Exercise objective =
Please write each record out again word for word.

Saved entries
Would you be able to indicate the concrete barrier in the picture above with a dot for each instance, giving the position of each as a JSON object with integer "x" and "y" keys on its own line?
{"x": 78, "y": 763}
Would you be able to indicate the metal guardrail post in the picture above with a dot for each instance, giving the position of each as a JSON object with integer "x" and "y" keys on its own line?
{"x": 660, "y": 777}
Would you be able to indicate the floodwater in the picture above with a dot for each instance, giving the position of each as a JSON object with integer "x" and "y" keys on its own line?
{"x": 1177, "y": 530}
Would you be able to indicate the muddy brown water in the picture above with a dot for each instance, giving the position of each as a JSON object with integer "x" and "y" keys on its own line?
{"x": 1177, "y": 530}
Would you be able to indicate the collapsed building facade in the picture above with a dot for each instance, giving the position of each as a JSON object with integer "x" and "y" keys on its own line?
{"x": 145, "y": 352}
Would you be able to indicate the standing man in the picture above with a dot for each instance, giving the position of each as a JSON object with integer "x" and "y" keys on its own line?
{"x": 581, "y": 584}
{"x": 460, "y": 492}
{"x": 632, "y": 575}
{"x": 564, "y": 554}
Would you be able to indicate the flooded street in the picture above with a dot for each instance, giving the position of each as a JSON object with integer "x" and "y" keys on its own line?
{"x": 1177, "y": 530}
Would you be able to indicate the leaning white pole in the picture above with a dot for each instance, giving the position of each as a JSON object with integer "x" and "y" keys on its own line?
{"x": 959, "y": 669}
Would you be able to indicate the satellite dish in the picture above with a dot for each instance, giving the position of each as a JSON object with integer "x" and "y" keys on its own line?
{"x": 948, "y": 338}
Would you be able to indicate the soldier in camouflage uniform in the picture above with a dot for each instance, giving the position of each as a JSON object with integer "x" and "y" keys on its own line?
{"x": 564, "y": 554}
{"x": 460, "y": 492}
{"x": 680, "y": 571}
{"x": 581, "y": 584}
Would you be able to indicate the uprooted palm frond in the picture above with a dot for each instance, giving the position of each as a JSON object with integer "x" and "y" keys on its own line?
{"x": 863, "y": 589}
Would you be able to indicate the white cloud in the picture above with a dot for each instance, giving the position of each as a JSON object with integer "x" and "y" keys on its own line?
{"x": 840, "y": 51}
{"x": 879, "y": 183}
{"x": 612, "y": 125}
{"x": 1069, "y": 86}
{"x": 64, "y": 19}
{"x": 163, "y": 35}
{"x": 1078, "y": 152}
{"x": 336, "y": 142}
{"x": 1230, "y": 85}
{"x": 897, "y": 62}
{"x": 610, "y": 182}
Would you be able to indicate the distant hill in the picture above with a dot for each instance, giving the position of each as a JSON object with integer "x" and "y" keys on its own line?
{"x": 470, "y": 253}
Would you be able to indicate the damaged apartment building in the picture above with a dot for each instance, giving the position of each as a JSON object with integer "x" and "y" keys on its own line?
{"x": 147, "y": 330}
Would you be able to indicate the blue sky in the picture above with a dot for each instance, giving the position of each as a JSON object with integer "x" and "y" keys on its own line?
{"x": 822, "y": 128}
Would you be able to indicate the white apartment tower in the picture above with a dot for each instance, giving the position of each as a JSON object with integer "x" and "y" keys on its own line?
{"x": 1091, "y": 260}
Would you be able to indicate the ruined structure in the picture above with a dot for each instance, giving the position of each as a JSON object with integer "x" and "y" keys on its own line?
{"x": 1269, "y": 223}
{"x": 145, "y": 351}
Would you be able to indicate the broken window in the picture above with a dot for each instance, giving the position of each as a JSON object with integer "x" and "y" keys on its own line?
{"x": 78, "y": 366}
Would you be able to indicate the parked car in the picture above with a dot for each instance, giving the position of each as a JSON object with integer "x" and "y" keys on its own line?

Result of the task =
Would you be able to indicate the concrete barrier in the picture above with a dot for each instance, giving the position of each as a JSON object with integer "x" and "y" keys on its own line?
{"x": 78, "y": 763}
Would you be able to indicate the metal guardrail post in the picture above with a dot for each instance, giving the position of each as a JSON object with integer "x" and "y" keys on its own line?
{"x": 660, "y": 777}
Would you be able to indicate the floodwater in the picture above with a dot for each instance, giving the position of each as a JSON object with integer "x" and "y" keys on its own line?
{"x": 1177, "y": 530}
Would you be able to indicate the muddy brown water in the picture above with a dot for each instance, giving the position of each as a JSON object with integer "x" and "y" keys on its own line?
{"x": 1177, "y": 530}
Would you be able to indicate the collapsed building facade in the picture above with a dot for each instance, giving the position of each as a JSON object with integer "x" and "y" keys on its own line?
{"x": 145, "y": 352}
Would you be able to indicate the standing man in the picture above with a dot for each instance, giving the position of each as a JSON object with integer "x" and "y" keys on its own line?
{"x": 581, "y": 584}
{"x": 460, "y": 492}
{"x": 632, "y": 575}
{"x": 564, "y": 554}
Would you be able to indicate the flooded street in the picture above with a dot for each instance, giving the position of each as a JSON object with integer "x" and "y" keys on its own line?
{"x": 1177, "y": 530}
Would you be able to indicate the leaning white pole in the picture above with a dot for each instance, giving the position of each as a JSON object with integer "x" and "y" keys on its own line?
{"x": 959, "y": 669}
Would you be able to indicate the satellite dish in the picture above with a dot for each instance, giving the position of each as a JSON object with integer "x" and "y" keys on its own line?
{"x": 948, "y": 338}
Would you be able to indicate the soldier in camouflage uniform in the picture above with a dot for each instance, giving the position of each as a JSON object with integer "x" and "y" keys on its own line?
{"x": 564, "y": 554}
{"x": 460, "y": 492}
{"x": 680, "y": 571}
{"x": 581, "y": 584}
Would you be able to indicate the uprooted palm frond in the picture above with a dot for each instance, giving the position of each as a JSON object with integer "x" and "y" keys on its own line?
{"x": 863, "y": 589}
Would you be able to indicate the white cloud in the picture above with a dot for each instance, giving the position of each as a JSON object with integer "x" and "y" keys on its own line?
{"x": 840, "y": 51}
{"x": 879, "y": 183}
{"x": 612, "y": 125}
{"x": 1069, "y": 86}
{"x": 64, "y": 19}
{"x": 163, "y": 35}
{"x": 1078, "y": 152}
{"x": 336, "y": 142}
{"x": 1230, "y": 85}
{"x": 897, "y": 62}
{"x": 610, "y": 182}
Would you be able to indicate the distant hill in the picture above with a dot for each instance, giving the position of each as a JSON object with integer "x" and "y" keys on its own line?
{"x": 470, "y": 253}
Would you be able to indicate the damaged apartment building in the picture above with a dot for each instance, giving the position of each as a JSON object with integer "x" and "y" keys on its own line?
{"x": 147, "y": 330}
Would you be able to indicate the blue sky in the picture above with a dot for each instance, giving the position of each as a JSON object with integer "x" and "y" keys on its own line?
{"x": 822, "y": 128}
Would you be able to indicate the white apartment tower in the picture above with a dot for each instance, giving the position of each as a JSON object with integer "x" and "y" keys on its own line?
{"x": 1091, "y": 260}
Would you be able to indicate the ruined structure in the picture above with a dot for each instance, giving the position of each as a JSON object with integer "x" and "y" keys on its own line?
{"x": 1269, "y": 223}
{"x": 145, "y": 351}
Would you be able to indicate the broken window in the picture above with a dot for each instance, giving the position of each as a JSON object with integer "x" and "y" keys on its own line?
{"x": 78, "y": 366}
Would you be able to indicate the parked car in the picture above with a dot for each instance, giving the position of each as a JSON object with integer "x" and "y" keys on its own line?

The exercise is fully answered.